◆ **Short task 1**:
In the Helambu project summary, write out everything from "Region: Helambu, Kingdom" down to "(to the right)".

◆ **Source text**:
-=-=-=-=-
Region: Helambu, Kingdom of Nepal
Author: Lotus Energy Pvt. Ltd. (a Nepalese corporation)
Consortium Member: Peter Riggs: Rockefeller Brothrs Foundation
Status: Fully Funded and Project Completed as of July 16, 1998
Donated by: Mr. Nanei Tamura of Tokyo, Japan (to the right)
Actual Cost to the Donor: $1500

An Individual Can Implement His/Her Own Aid Project in the Internet Age: Old-fashioned aid funds such as Overseas Direct Aids between governments have often failed to trickle down to the remote corners of the world like the Himalayan highlands of Nepal. You can extend your personal assistance directly to the people with whom you establish and maintain direct personal contact in all corners of Asia. In the picture to the left, the equipment installation team is receiving traditional silk scarf in appreciation of the work done.
-=-=-=-=-
◆ **Entries provided**:

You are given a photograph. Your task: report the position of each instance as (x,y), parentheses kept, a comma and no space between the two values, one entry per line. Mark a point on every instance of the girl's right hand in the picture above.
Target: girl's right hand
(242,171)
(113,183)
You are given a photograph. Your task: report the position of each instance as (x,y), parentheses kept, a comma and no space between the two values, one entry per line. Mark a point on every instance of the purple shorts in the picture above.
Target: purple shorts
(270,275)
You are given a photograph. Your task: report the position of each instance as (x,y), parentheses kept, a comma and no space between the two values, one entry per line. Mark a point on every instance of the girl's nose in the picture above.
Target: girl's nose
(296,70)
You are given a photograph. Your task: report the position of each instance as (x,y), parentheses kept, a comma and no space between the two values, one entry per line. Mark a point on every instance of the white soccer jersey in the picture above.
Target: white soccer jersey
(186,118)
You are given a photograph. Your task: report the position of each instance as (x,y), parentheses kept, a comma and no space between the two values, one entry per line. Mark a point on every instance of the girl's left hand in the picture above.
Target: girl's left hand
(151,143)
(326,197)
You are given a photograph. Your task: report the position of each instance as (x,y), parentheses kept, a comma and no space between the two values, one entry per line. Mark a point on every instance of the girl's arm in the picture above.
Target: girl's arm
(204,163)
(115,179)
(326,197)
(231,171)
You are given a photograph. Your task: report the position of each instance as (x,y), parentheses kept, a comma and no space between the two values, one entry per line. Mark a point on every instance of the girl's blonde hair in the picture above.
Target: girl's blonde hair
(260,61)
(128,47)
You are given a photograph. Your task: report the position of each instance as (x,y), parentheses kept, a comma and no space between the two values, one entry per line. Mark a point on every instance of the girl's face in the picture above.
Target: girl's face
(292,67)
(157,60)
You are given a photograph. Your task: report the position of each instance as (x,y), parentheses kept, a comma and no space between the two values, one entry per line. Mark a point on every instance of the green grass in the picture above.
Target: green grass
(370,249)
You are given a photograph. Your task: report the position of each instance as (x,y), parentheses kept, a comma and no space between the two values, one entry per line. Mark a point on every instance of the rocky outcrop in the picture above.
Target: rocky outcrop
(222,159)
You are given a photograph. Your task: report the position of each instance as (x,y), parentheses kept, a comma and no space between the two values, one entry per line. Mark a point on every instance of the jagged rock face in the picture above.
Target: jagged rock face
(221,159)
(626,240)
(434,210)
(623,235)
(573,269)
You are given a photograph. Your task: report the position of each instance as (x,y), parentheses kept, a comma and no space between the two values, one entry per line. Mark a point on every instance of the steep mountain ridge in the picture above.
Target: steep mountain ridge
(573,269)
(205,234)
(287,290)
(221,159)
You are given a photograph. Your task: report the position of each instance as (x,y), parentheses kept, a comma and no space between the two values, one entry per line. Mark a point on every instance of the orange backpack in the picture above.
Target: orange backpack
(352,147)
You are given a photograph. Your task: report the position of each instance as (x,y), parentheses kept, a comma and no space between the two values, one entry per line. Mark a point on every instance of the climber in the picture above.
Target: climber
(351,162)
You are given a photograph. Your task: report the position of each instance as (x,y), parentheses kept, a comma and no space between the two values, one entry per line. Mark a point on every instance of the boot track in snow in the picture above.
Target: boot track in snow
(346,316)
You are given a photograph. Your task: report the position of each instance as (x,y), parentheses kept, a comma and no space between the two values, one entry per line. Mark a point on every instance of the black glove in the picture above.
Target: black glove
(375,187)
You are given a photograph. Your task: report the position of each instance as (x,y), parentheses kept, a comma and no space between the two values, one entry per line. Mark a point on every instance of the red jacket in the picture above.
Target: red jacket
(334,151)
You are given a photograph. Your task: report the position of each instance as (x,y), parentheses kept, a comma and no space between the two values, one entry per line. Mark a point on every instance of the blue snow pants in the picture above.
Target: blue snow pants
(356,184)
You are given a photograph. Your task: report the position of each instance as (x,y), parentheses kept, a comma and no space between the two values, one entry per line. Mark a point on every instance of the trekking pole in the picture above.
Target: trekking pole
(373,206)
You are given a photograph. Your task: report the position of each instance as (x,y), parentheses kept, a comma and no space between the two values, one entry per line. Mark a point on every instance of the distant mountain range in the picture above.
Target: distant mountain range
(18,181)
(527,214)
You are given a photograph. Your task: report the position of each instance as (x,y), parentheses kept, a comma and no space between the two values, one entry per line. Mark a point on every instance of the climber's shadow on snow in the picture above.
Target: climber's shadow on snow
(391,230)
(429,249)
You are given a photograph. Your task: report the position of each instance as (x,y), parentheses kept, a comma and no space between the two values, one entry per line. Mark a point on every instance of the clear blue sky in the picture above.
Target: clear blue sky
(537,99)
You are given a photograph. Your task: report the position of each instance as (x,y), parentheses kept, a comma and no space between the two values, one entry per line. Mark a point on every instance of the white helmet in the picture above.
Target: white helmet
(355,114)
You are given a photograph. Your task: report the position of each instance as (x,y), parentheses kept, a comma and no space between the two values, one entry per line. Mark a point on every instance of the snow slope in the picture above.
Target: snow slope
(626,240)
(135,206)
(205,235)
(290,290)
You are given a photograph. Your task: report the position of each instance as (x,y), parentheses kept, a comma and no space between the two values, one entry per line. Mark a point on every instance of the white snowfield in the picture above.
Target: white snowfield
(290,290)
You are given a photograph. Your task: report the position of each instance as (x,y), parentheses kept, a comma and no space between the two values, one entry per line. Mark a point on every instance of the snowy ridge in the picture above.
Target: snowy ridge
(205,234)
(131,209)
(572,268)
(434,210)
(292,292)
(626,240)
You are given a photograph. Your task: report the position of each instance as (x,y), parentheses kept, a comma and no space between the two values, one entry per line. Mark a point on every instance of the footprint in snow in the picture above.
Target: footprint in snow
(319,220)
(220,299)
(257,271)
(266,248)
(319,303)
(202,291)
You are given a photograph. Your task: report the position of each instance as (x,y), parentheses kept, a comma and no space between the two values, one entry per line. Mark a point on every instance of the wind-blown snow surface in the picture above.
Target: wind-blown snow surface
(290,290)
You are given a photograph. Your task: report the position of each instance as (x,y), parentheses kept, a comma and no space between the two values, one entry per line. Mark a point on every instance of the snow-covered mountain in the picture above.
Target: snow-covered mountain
-=-=-=-=-
◆ **Short task 2**:
How many lines in the records contain the word "green"? Reply with the number alone.

◆ **Reply 1**:
Region: Helambu, Kingdom of Nepal
Author: Lotus Energy Pvt. Ltd. (a Nepalese corporation)
Consortium Member: Peter Riggs: Rockefeller Brothrs Foundation
Status: Fully Funded and Project Completed as of July 16, 1998
Donated by: Mr. Nanei Tamura of Tokyo, Japan (to the right)

◆ **Reply 2**:
2